■ **Ejercicio breve**:
Reproduce literalmente todas las entradas que siguen, sin alterar ningún carácter.

(Entradas del conjunto de datos)
'''

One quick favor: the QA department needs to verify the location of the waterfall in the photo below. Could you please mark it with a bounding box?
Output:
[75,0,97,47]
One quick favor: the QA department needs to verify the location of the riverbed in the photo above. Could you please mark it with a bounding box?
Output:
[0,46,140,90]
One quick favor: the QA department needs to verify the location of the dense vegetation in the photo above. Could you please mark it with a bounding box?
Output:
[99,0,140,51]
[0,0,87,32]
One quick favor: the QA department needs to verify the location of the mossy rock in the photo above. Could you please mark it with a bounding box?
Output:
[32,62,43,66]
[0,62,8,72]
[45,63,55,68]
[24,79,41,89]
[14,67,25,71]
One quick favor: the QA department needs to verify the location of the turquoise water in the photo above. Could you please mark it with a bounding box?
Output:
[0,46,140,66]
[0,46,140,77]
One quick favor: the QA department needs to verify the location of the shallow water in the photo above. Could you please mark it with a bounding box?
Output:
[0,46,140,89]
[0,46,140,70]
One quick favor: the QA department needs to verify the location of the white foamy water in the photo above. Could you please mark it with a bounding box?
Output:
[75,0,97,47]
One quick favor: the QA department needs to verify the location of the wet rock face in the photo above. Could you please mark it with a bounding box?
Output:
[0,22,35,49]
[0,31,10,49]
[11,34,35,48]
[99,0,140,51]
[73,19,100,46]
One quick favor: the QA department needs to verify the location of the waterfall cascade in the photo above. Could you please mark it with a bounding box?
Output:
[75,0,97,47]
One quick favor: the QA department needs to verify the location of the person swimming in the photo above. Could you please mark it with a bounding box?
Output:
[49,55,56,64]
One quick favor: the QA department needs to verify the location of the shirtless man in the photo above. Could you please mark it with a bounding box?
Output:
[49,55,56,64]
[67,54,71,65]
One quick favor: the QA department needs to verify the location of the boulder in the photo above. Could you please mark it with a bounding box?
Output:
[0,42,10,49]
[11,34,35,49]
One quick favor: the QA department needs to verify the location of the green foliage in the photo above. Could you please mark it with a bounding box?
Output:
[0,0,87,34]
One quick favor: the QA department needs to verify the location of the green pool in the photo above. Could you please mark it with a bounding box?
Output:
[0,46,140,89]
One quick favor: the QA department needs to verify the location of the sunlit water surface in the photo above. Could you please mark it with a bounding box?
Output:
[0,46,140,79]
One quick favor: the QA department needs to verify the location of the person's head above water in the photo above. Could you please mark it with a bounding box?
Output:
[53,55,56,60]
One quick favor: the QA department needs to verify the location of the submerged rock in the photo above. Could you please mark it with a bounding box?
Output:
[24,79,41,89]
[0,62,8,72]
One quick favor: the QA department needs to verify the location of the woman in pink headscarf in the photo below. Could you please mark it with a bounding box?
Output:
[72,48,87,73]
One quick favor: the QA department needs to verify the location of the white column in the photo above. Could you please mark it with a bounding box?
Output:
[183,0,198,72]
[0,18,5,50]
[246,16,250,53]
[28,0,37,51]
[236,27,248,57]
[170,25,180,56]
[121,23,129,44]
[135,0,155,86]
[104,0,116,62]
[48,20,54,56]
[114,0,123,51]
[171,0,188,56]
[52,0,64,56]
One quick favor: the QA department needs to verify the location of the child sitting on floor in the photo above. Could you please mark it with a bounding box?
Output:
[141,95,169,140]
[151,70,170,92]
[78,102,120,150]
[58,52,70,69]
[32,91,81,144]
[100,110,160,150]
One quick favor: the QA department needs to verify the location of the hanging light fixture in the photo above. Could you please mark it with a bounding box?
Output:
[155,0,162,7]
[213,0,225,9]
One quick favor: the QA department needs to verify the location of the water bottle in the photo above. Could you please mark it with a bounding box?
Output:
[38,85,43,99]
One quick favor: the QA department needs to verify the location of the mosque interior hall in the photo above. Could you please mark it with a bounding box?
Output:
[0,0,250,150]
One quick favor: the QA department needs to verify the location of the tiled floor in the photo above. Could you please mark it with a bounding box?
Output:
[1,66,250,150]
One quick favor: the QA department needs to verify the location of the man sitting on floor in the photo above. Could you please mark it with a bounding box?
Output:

'''

■ **Resultado del ejercicio**:
One quick favor: the QA department needs to verify the location of the waterfall in the photo below. Could you please mark it with a bounding box?
Output:
[75,0,97,47]
One quick favor: the QA department needs to verify the location of the riverbed in the photo above. Could you please mark it with a bounding box?
Output:
[0,46,140,90]
One quick favor: the QA department needs to verify the location of the dense vegetation in the photo above. Could you please mark it with a bounding box?
Output:
[99,0,140,51]
[0,0,87,32]
One quick favor: the QA department needs to verify the location of the mossy rock in the photo above. Could you please mark it with a bounding box?
Output:
[32,62,43,66]
[0,62,8,72]
[45,63,55,68]
[24,79,41,89]
[14,67,25,71]
One quick favor: the QA department needs to verify the location of the turquoise water in the photo above. Could you please mark it with a bounding box?
Output:
[0,46,140,66]
[0,46,140,77]
One quick favor: the QA department needs to verify the location of the shallow water in the photo above. Could you please mark it with a bounding box?
Output:
[0,46,140,89]
[0,46,140,70]
One quick favor: the QA department needs to verify the location of the white foamy water in the photo above. Could you please mark it with a bounding box?
Output:
[75,0,97,47]
One quick favor: the QA department needs to verify the location of the wet rock face in the photo above. Could you please mark it with a bounding box?
Output:
[0,22,35,49]
[0,31,10,49]
[11,34,35,48]
[99,0,140,51]
[73,19,100,46]
One quick favor: the QA department needs to verify the location of the waterfall cascade in the photo above. Could you please mark it with a bounding box?
Output:
[75,0,97,47]
One quick favor: the QA department needs to verify the location of the person swimming in the photo above. Could you please mark it with a bounding box?
Output:
[49,55,56,64]
One quick favor: the QA department needs to verify the location of the shirtless man in the photo above. Could you please mark it with a bounding box?
Output:
[49,55,56,64]
[67,54,71,65]
One quick favor: the QA department needs to verify the location of the boulder in the photo above. Could you please mark it with a bounding box?
Output:
[0,42,10,49]
[11,34,35,49]
One quick favor: the QA department needs to verify the location of the green foliage in the photo above. Could you please mark it with a bounding box?
Output:
[0,0,87,34]
One quick favor: the QA department needs to verify the location of the green pool in the photo above. Could you please mark it with a bounding box?
Output:
[0,46,140,89]
One quick favor: the QA department needs to verify the location of the sunlit water surface in the photo above. Could you please mark it with a bounding box?
Output:
[0,46,140,79]
One quick favor: the QA department needs to verify the location of the person's head above water in the photo above. Could you please mark it with a bounding box?
Output:
[53,55,56,60]
One quick favor: the QA department needs to verify the location of the submerged rock in the photo above. Could you please mark it with a bounding box?
Output:
[24,79,41,89]
[0,62,8,72]
One quick favor: the QA department needs to verify the location of the woman in pink headscarf in the photo below. Could you please mark it with a bounding box?
Output:
[72,48,87,73]
One quick favor: the QA department needs to verify the location of the white column in the photo above. Could you please mark it with a bounding box?
Output:
[183,0,198,72]
[0,18,5,50]
[246,16,250,53]
[28,0,37,51]
[236,27,248,57]
[170,25,180,56]
[121,23,129,44]
[135,0,155,86]
[104,0,116,62]
[48,20,54,56]
[114,0,123,51]
[171,0,188,56]
[52,0,64,56]
One quick favor: the QA department needs to verify the location of the child sitting on floor in the photo above. Could you please mark it with a bounding box?
Output:
[141,95,169,140]
[151,70,170,92]
[78,102,120,150]
[58,52,70,69]
[32,91,81,144]
[100,110,160,150]
One quick favor: the QA department needs to verify the location of the hanging light fixture in the photo above. Could you please mark it with a bounding box?
Output:
[155,0,162,7]
[213,0,225,9]
One quick favor: the QA department needs to verify the location of the water bottle in the photo above. Could you please mark it with a bounding box?
Output:
[38,85,43,99]
One quick favor: the QA department needs to verify the location of the mosque interior hall in the photo above. Could you please mark it with a bounding box?
Output:
[0,0,250,150]
One quick favor: the QA department needs to verify the location of the tiled floor in the photo above. Could you please mark it with a bounding box?
Output:
[1,66,250,150]
One quick favor: the QA department needs to verify the location of the man sitting on floor in the photo above. Could you please mark it with a bounding box?
Output:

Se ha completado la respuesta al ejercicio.